- _The exercise_
Copy each of the lines below character for character, changing nothing.
## begin Given information
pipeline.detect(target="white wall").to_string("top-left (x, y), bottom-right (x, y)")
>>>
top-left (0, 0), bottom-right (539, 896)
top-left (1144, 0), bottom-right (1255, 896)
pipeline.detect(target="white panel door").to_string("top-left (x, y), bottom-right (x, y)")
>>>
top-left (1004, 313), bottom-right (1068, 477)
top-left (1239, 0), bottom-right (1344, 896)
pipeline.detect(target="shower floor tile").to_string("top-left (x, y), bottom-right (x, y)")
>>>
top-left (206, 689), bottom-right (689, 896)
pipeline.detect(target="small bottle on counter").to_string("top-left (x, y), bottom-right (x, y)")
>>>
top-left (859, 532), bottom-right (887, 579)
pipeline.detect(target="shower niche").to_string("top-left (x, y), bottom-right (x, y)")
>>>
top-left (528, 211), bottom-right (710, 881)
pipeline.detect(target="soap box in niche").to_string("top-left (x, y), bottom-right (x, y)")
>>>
## end Given information
- _Expected output_
pipeline.detect(target="white wall").to_string("top-left (x, y), bottom-right (x, y)")
>>>
top-left (0, 0), bottom-right (539, 896)
top-left (1144, 0), bottom-right (1255, 896)
pipeline.detect(target="white panel door").to_string("top-left (x, y), bottom-right (x, y)")
>>>
top-left (1004, 313), bottom-right (1068, 477)
top-left (1239, 0), bottom-right (1344, 896)
pipeline.detect(target="shower floor tile").to_string("top-left (x, y), bottom-right (x, y)")
>>>
top-left (206, 689), bottom-right (689, 896)
pipeline.detect(target="small bottle on counter").to_string("top-left (x, y), bottom-right (x, y)")
>>>
top-left (859, 532), bottom-right (887, 579)
pipeline.detect(target="shower niche").to_string("top-left (x, y), bottom-right (x, y)")
>>>
top-left (528, 211), bottom-right (710, 881)
pipeline.detect(target="soap box in niche").to_string("top-left (x, y), bottom-right (x, y)")
>>>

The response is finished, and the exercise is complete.